EXERCISE OBJECTIVE:
Arrange the entries from the line containing "Point out the truck license" through the end of the entries as a Markdown table with the columns No. and Line, one row per line, leaving out blank lines.

-- START INPUT DATA --

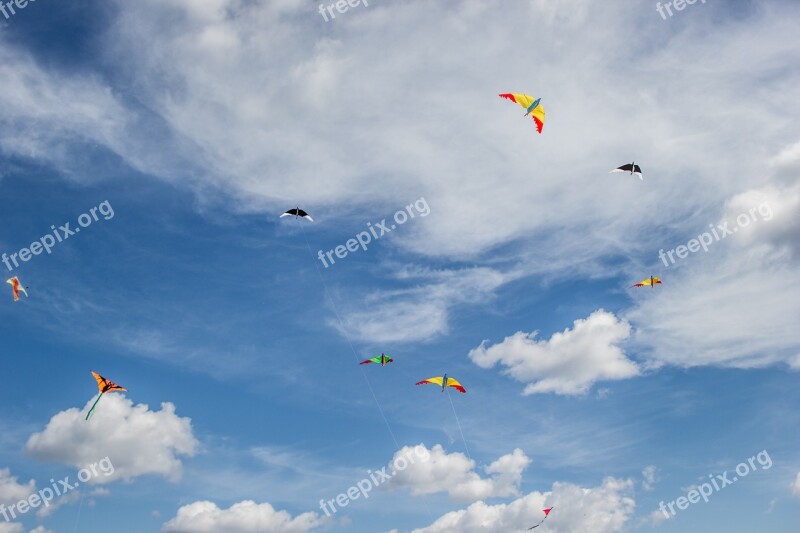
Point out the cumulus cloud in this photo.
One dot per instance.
(733, 304)
(603, 509)
(243, 517)
(136, 440)
(455, 475)
(570, 362)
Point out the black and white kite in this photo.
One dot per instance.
(633, 168)
(546, 514)
(297, 212)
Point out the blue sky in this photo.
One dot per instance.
(200, 122)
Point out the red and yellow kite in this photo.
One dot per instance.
(103, 386)
(444, 382)
(531, 105)
(650, 282)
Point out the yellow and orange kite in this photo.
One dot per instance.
(17, 287)
(103, 385)
(650, 282)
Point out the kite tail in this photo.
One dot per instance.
(93, 406)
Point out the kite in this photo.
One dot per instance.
(546, 514)
(16, 286)
(652, 282)
(297, 212)
(633, 168)
(382, 359)
(531, 105)
(104, 386)
(444, 382)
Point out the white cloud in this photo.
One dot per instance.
(11, 491)
(136, 441)
(733, 304)
(603, 509)
(570, 362)
(243, 517)
(454, 474)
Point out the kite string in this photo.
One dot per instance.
(347, 337)
(459, 424)
(80, 507)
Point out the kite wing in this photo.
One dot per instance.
(647, 282)
(623, 168)
(630, 169)
(297, 213)
(525, 101)
(104, 385)
(456, 385)
(546, 514)
(16, 286)
(431, 381)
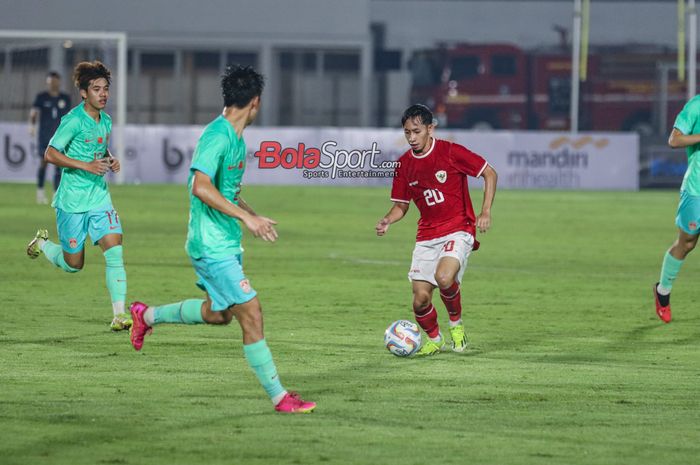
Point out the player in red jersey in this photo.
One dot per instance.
(433, 173)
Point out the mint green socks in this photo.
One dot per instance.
(669, 270)
(259, 358)
(187, 312)
(54, 254)
(115, 275)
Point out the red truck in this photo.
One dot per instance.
(501, 86)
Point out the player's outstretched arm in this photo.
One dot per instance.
(483, 221)
(114, 164)
(398, 210)
(679, 140)
(99, 166)
(204, 190)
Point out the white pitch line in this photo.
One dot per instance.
(365, 261)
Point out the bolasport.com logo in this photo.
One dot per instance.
(328, 161)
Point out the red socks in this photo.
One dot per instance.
(427, 319)
(451, 297)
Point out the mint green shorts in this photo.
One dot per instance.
(224, 281)
(688, 215)
(73, 228)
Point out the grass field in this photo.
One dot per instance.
(568, 362)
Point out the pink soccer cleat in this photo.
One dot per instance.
(292, 403)
(139, 328)
(662, 311)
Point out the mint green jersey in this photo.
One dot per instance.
(82, 138)
(688, 122)
(220, 154)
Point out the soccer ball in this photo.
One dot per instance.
(402, 338)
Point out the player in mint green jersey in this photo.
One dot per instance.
(214, 239)
(83, 204)
(685, 133)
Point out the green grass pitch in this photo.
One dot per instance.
(568, 363)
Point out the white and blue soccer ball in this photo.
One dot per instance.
(402, 338)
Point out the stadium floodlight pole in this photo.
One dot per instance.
(692, 48)
(575, 61)
(120, 38)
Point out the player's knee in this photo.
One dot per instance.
(421, 301)
(74, 266)
(218, 318)
(444, 279)
(250, 319)
(686, 245)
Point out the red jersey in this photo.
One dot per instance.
(437, 183)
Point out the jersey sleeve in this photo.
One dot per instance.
(685, 121)
(37, 101)
(210, 150)
(399, 187)
(467, 162)
(66, 132)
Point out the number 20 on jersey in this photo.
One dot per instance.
(433, 197)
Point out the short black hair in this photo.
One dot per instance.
(240, 85)
(87, 71)
(418, 111)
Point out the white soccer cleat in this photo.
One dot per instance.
(33, 249)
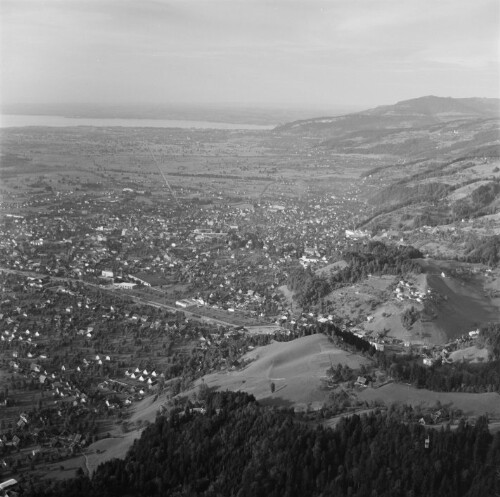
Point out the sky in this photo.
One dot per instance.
(247, 52)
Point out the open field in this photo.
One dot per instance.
(295, 367)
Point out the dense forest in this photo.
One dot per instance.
(456, 377)
(237, 448)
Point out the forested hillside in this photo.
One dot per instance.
(240, 449)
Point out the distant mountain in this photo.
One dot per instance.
(424, 127)
(418, 112)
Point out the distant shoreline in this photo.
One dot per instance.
(31, 120)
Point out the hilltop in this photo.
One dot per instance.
(418, 112)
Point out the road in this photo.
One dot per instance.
(121, 294)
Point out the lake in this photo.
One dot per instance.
(20, 120)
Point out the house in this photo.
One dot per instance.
(362, 381)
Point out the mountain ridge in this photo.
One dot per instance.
(421, 111)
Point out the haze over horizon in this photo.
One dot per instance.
(311, 53)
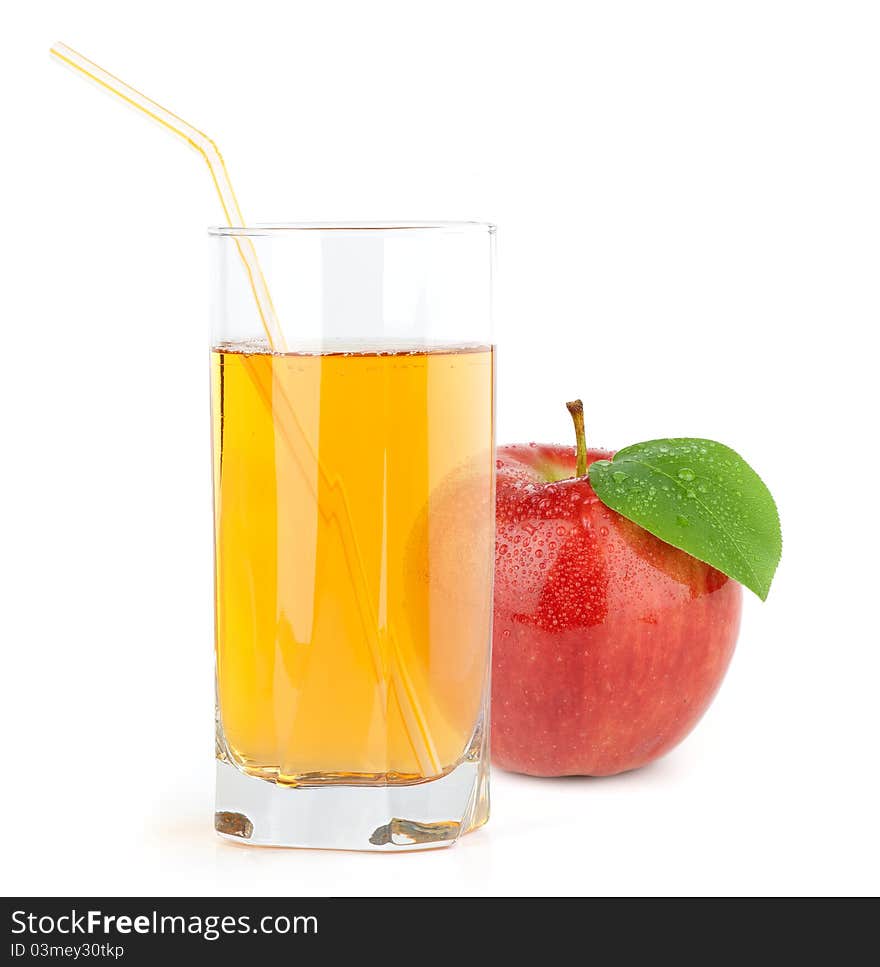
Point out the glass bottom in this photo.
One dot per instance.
(424, 815)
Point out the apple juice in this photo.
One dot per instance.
(353, 499)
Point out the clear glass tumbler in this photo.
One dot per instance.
(354, 532)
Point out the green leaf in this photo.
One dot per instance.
(699, 496)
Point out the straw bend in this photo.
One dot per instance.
(208, 149)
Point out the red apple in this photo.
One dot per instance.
(609, 644)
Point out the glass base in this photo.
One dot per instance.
(424, 815)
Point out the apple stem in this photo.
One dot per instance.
(576, 408)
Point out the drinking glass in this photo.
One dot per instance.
(354, 480)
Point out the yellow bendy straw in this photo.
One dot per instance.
(414, 717)
(211, 153)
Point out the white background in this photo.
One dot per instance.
(688, 202)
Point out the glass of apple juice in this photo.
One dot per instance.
(353, 463)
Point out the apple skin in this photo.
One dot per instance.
(608, 644)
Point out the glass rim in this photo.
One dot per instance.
(286, 228)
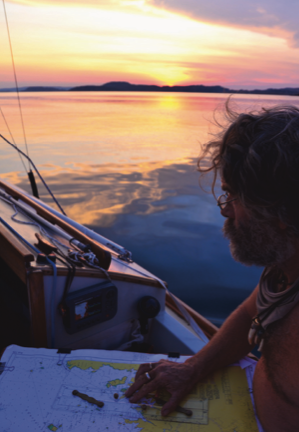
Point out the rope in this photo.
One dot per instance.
(37, 172)
(16, 81)
(54, 284)
(12, 138)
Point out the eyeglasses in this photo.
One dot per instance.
(223, 200)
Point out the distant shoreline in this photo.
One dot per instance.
(127, 87)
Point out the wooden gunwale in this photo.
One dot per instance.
(207, 327)
(100, 251)
(14, 253)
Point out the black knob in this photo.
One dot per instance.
(41, 259)
(148, 307)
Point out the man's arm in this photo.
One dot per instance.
(228, 345)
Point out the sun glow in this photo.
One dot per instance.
(75, 44)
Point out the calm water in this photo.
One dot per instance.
(124, 164)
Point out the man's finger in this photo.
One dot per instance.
(151, 387)
(142, 369)
(171, 404)
(143, 379)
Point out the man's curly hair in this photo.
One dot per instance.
(257, 155)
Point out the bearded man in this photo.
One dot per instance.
(257, 158)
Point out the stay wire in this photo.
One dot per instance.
(37, 172)
(16, 81)
(12, 138)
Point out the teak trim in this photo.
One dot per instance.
(14, 253)
(207, 327)
(103, 254)
(35, 288)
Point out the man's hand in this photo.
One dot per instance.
(177, 378)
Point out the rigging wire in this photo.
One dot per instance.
(12, 138)
(37, 172)
(16, 81)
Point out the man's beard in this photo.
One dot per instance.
(258, 242)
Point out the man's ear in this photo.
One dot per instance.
(282, 225)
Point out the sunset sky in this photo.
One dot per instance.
(233, 43)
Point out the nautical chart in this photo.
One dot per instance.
(36, 394)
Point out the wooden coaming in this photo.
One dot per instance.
(35, 288)
(103, 254)
(14, 253)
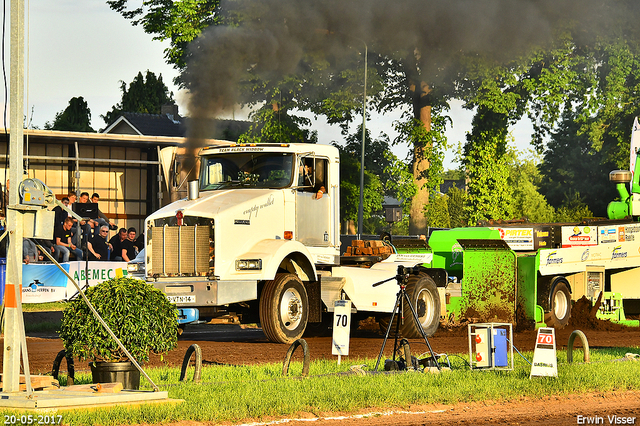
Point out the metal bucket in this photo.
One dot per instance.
(116, 372)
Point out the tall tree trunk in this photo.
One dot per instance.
(422, 112)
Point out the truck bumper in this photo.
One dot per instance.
(191, 294)
(188, 315)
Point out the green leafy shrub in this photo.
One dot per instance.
(137, 313)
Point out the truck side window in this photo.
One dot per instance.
(312, 174)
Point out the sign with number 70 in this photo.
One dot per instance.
(341, 327)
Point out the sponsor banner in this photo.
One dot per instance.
(579, 235)
(618, 233)
(576, 259)
(517, 238)
(634, 145)
(44, 282)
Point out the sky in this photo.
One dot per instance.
(83, 48)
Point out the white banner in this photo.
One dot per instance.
(576, 259)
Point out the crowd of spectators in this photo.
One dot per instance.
(94, 245)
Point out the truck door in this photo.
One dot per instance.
(313, 213)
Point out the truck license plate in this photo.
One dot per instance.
(182, 299)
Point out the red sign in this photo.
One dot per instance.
(545, 339)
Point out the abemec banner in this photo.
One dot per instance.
(44, 282)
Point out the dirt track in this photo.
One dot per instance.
(231, 344)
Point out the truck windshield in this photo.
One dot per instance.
(246, 169)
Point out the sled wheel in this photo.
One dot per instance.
(560, 312)
(284, 308)
(423, 293)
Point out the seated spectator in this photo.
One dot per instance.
(102, 218)
(61, 214)
(129, 250)
(116, 244)
(98, 246)
(139, 242)
(62, 241)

-- END INPUT DATA --

PROBLEM SOLUTION:
| No. | Line |
|---|---|
| 1 | Point out the truck license plate in this photo. |
| 2 | One dot per instance. |
| 3 | (182, 299) |
| 4 | Point out the red sign in this photo. |
| 5 | One dot per instance. |
| 6 | (545, 339) |
| 7 | Point out the abemec banner in this photo. |
| 8 | One dot per instance. |
| 9 | (44, 282) |
| 10 | Point out the dirt track in this photo. |
| 11 | One dot per instance. |
| 12 | (231, 344) |
| 13 | Point out the truck windshield in this photo. |
| 14 | One dot per instance. |
| 15 | (246, 169) |
| 16 | Point out the sled wheel in this photo. |
| 17 | One dot per instance. |
| 18 | (560, 312) |
| 19 | (284, 308) |
| 20 | (423, 293) |
| 21 | Point out the seated spectator in this photo. |
| 22 | One dot per instance. |
| 23 | (102, 218) |
| 24 | (61, 214) |
| 25 | (129, 250) |
| 26 | (116, 244) |
| 27 | (98, 246) |
| 28 | (139, 242) |
| 29 | (62, 241) |